##### Extracted entries
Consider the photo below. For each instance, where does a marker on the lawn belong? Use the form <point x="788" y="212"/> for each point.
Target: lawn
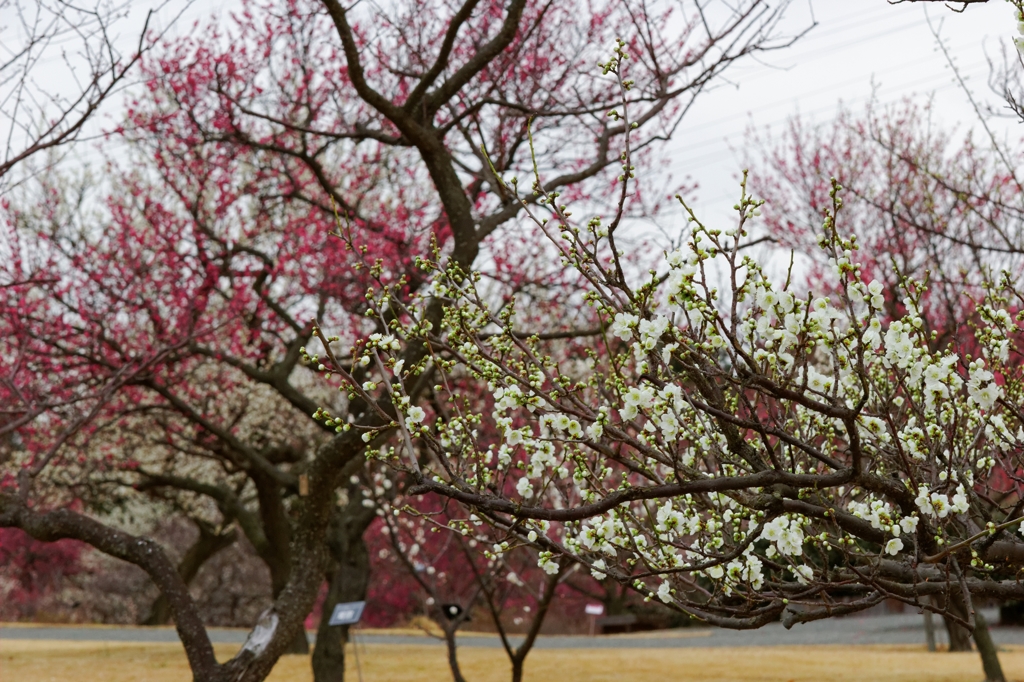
<point x="98" y="662"/>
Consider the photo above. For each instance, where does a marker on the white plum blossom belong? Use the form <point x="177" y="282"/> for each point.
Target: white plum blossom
<point x="623" y="326"/>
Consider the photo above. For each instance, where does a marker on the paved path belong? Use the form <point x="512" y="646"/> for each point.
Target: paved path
<point x="889" y="629"/>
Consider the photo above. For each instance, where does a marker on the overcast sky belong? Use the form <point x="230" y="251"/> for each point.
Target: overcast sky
<point x="856" y="45"/>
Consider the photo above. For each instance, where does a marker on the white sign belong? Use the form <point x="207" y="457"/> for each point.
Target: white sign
<point x="347" y="613"/>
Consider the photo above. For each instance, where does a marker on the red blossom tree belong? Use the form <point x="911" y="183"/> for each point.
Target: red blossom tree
<point x="159" y="343"/>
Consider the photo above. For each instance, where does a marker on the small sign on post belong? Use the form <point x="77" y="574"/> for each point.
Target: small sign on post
<point x="347" y="613"/>
<point x="593" y="610"/>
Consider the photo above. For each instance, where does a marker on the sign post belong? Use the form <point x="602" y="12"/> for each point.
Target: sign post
<point x="593" y="610"/>
<point x="349" y="613"/>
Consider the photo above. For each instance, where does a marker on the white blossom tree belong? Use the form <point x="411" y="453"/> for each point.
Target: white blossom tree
<point x="736" y="448"/>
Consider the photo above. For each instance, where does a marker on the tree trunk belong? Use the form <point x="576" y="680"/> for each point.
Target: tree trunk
<point x="205" y="547"/>
<point x="517" y="670"/>
<point x="930" y="630"/>
<point x="347" y="582"/>
<point x="986" y="647"/>
<point x="960" y="637"/>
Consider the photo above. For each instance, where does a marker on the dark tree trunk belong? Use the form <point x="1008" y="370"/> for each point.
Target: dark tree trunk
<point x="347" y="582"/>
<point x="453" y="651"/>
<point x="960" y="637"/>
<point x="204" y="549"/>
<point x="276" y="552"/>
<point x="986" y="647"/>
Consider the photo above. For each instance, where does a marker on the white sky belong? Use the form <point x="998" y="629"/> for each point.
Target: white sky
<point x="855" y="43"/>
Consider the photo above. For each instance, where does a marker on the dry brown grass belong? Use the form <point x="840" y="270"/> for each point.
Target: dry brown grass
<point x="98" y="662"/>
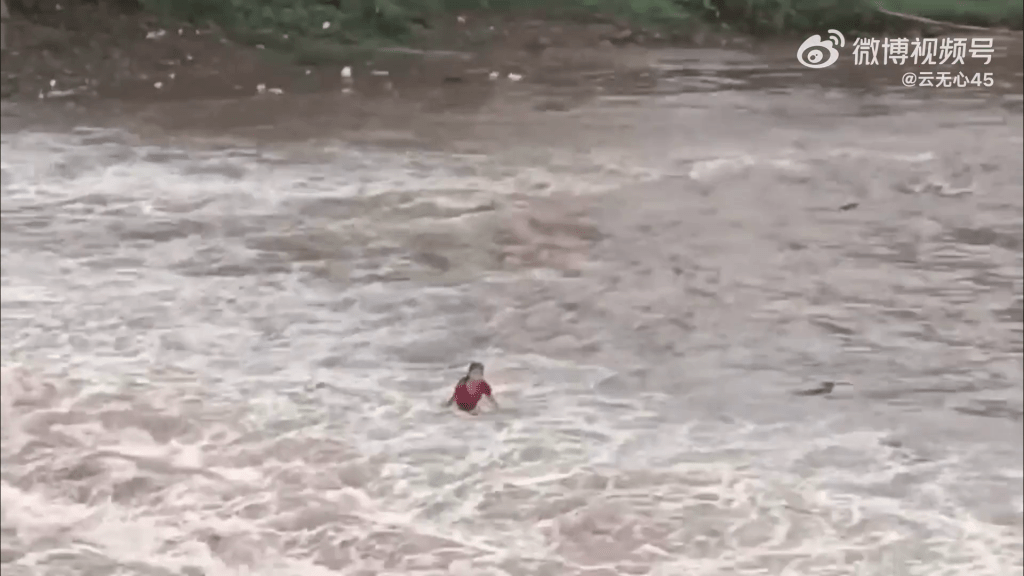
##########
## Prompt:
Set out every line of the listing above as a Markdown table with the columns No. and Entry, numbering the rows in order and dropping any blank lines. Keep the pictures out of the table.

## The result:
| No. | Entry |
|---|---|
| 1 | Consider the photo below. For each instance, where does a marker on the lawn belong? Use the form <point x="788" y="212"/> for each point. |
| 2 | Target: lawn |
| 3 | <point x="98" y="662"/> |
| 4 | Consider the photo above. For each instance, where does a marker on the white plum blossom belong? Use the form <point x="177" y="282"/> for each point. |
| 5 | Target: white plum blossom |
| 6 | <point x="623" y="326"/> |
| 7 | Consider the photo above. For each instance, where does a marker on the paved path belong? Use the form <point x="512" y="646"/> for each point. |
| 8 | Target: paved path |
| 9 | <point x="889" y="629"/> |
| 10 | Consider the photo above. For each instance, where does a marker on the overcast sky belong? Use the form <point x="230" y="251"/> for each point. |
| 11 | Target: overcast sky |
| 12 | <point x="856" y="45"/> |
| 13 | Consider the photo above. For each instance, where does a marker on the white sign belong? Use the form <point x="207" y="457"/> for each point. |
| 14 | Target: white sign |
| 15 | <point x="347" y="613"/> |
| 16 | Consider the photo above. For each instance, where does a marker on the red blossom tree belong? Use the form <point x="911" y="183"/> for each point. |
| 17 | Target: red blossom tree |
| 18 | <point x="159" y="343"/> |
| 19 | Consider the photo above. For each instance, where does a marker on the small sign on post belong? Use the form <point x="77" y="574"/> for each point. |
| 20 | Target: small sign on post |
| 21 | <point x="347" y="613"/> |
| 22 | <point x="593" y="610"/> |
| 23 | Consider the photo above. For each instance, where does a marker on the sign post belong? Use the form <point x="602" y="12"/> for each point. |
| 24 | Target: sign post |
| 25 | <point x="593" y="610"/> |
| 26 | <point x="349" y="613"/> |
| 27 | Consider the photo above. For each instance, where does a marker on the white blossom tree belong? Use the form <point x="411" y="453"/> for each point. |
| 28 | Target: white blossom tree |
| 29 | <point x="736" y="448"/> |
| 30 | Consider the photo above. For each instance, where does a marker on the tree trunk belong? Use the form <point x="576" y="680"/> for each point. |
| 31 | Target: tree trunk |
| 32 | <point x="205" y="547"/> |
| 33 | <point x="517" y="670"/> |
| 34 | <point x="930" y="630"/> |
| 35 | <point x="347" y="582"/> |
| 36 | <point x="986" y="647"/> |
| 37 | <point x="960" y="637"/> |
| 38 | Consider the photo above. For each instance, where does a marker on the dark tree trunk belong? Use the form <point x="1008" y="370"/> for each point. |
| 39 | Target: dark tree trunk |
| 40 | <point x="347" y="582"/> |
| 41 | <point x="453" y="651"/> |
| 42 | <point x="960" y="637"/> |
| 43 | <point x="204" y="549"/> |
| 44 | <point x="276" y="552"/> |
| 45 | <point x="986" y="647"/> |
| 46 | Consider the photo above. For each instance, where does a marker on the white sky belong? Use the form <point x="998" y="629"/> for each point. |
| 47 | Target: white sky |
| 48 | <point x="855" y="43"/> |
| 49 | Consider the photo above. For each instance, where does a marker on the dry brown grass belong? Use the form <point x="840" y="270"/> for each point. |
| 50 | Target: dry brown grass |
| 51 | <point x="98" y="662"/> |